• _Description of the task_: Would you copy out the whole listing exactly as given?

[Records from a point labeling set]
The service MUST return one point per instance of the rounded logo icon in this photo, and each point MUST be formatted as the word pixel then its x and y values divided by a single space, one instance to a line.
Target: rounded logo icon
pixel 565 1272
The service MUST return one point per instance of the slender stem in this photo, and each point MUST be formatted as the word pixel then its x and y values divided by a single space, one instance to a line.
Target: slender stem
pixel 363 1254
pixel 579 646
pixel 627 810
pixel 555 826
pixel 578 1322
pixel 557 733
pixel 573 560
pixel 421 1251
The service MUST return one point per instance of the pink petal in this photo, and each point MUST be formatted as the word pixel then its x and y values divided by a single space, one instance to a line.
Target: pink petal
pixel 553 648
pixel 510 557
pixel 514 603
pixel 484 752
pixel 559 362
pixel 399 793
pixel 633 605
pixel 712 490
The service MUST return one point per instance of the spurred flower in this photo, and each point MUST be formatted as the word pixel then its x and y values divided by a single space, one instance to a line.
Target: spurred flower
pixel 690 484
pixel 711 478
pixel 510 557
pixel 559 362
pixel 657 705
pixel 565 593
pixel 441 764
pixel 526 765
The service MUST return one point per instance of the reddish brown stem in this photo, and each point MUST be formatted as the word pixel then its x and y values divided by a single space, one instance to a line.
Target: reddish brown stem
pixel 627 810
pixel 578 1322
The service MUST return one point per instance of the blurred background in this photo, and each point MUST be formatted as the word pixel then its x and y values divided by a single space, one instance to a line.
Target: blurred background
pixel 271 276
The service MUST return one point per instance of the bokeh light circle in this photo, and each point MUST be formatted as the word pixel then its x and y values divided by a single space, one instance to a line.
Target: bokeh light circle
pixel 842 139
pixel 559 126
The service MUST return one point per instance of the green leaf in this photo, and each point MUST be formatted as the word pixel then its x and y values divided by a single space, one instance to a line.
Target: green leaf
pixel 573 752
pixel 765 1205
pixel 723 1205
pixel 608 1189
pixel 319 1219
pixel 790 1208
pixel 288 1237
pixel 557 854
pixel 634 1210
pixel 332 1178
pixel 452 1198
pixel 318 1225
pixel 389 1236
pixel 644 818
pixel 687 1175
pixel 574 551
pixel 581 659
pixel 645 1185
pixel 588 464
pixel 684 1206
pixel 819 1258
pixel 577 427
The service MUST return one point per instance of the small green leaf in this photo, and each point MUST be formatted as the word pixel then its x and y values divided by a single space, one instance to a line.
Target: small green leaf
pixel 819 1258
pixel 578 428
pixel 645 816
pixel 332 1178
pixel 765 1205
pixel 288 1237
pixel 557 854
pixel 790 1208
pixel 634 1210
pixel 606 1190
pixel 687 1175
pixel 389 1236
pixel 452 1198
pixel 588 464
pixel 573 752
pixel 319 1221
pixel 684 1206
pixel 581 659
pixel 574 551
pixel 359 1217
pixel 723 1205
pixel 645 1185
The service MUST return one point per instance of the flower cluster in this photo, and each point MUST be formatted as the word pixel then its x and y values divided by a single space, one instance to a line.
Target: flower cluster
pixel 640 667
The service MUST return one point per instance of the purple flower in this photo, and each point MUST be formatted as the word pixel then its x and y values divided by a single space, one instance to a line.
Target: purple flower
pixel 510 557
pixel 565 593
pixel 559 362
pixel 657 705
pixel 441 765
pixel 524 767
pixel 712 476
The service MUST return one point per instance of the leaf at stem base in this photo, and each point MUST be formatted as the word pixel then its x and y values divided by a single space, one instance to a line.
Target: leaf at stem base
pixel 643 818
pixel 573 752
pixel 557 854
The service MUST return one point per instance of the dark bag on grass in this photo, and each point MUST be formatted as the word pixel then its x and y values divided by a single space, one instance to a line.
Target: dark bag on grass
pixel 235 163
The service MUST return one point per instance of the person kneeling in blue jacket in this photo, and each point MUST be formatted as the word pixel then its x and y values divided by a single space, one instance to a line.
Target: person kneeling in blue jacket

• _Response to the exercise_:
The service MUST return one point per instance of the rounded logo icon in this photo, and each point MUST be formatted as the word pixel then its x and y values divided by a single space, one instance to a line.
Target: rounded logo icon
pixel 565 1272
The service MUST return one point per instance of the slender stem in this photo, and each point MUST be formatted as the word pixel then its x and y values divided by a single space, one instance to a line.
Target: slender stem
pixel 363 1254
pixel 579 646
pixel 627 810
pixel 555 826
pixel 578 1322
pixel 557 733
pixel 573 560
pixel 421 1251
The service MUST return one point per instance of the pink petal in this photo, and each point MUST be formatted as the word pixel then its x and y values divided by a single space, one instance to a line.
Target: pink petal
pixel 553 648
pixel 510 557
pixel 514 603
pixel 484 752
pixel 559 362
pixel 399 793
pixel 633 605
pixel 712 490
The service MUST return one point per instance of the spurred flower in this photo, and each point MUST be formatted as the word pixel then its x and y values divided by a single space, one instance to a line.
Target: spurred flower
pixel 690 484
pixel 711 478
pixel 510 557
pixel 559 362
pixel 657 705
pixel 565 593
pixel 441 764
pixel 526 765
The service MUST return one point per instance of the reddish brown stem in this photo, and each point MUST be formatted as the word pixel then its x and y values divided by a single space, one instance to a line.
Target: reddish brown stem
pixel 627 810
pixel 578 1322
The service MUST return one point per instance of the blurred background in this photo, and each point MUST be formatted as the word pixel then its x and y values divided by a single space, one instance to a line.
Target: blurred background
pixel 271 276
The service MUST return one point per instance of the bokeh light circle in this photo, and each point MUST be formatted as the word pixel then its x and y values divided by a single space, one instance to a line.
Target: bokeh light circle
pixel 842 139
pixel 559 126
The service MUST return one point per instance of the green leaf in this photo, and each point MUST be formatted as the word pixel then its x and y values divided by a single space, one instance to a line.
Target: green leaf
pixel 573 752
pixel 765 1205
pixel 723 1205
pixel 608 1189
pixel 319 1219
pixel 790 1208
pixel 288 1237
pixel 557 854
pixel 634 1210
pixel 332 1178
pixel 452 1198
pixel 318 1225
pixel 389 1236
pixel 644 818
pixel 687 1175
pixel 574 551
pixel 581 659
pixel 645 1185
pixel 588 464
pixel 684 1206
pixel 819 1258
pixel 577 427
The service MUST return one point per instance of the small green leaf in this photo, and each point MUST be formatted as the word pixel then its x and y values divided by a single space, one instance to a line.
Target: small green leaf
pixel 819 1258
pixel 578 428
pixel 645 816
pixel 332 1178
pixel 765 1205
pixel 288 1237
pixel 557 854
pixel 790 1208
pixel 634 1210
pixel 606 1190
pixel 687 1175
pixel 389 1236
pixel 452 1198
pixel 588 464
pixel 573 752
pixel 319 1221
pixel 684 1206
pixel 581 659
pixel 574 551
pixel 359 1217
pixel 723 1205
pixel 645 1185
The service MUST return one point per instance of the flower cluster in this photo, and each point MUST be formatted as the word pixel then its x and y values divided by a single space, one instance to a line.
Target: flower cluster
pixel 640 667
The service MUST return one point per instance of the purple flower in this photo, and each point MUST be formatted as the word pixel then its x and y values divided by a single space, one instance to a line.
Target: purple flower
pixel 510 557
pixel 565 593
pixel 559 362
pixel 657 705
pixel 441 765
pixel 524 767
pixel 712 476
The service MUST return one point per instance of the leaf at stem base in this photo, and each point MUST be formatted as the word pixel then its x and y values divided by a single space, one instance to a line.
Target: leaf at stem base
pixel 643 818
pixel 573 752
pixel 557 854
The service MUST return one point per instance of the dark bag on grass in this photo, and each point MUST be formatted as the word pixel then its x and y values divided by a single space, one instance to a line.
Target: dark bag on grass
pixel 235 163
The service MUST return one point per instance of the person kneeling in blue jacket in this photo, and each point MUST be formatted as the word pixel then its x and y values divided by a single space, one instance to a line.
Target: person kneeling in blue jacket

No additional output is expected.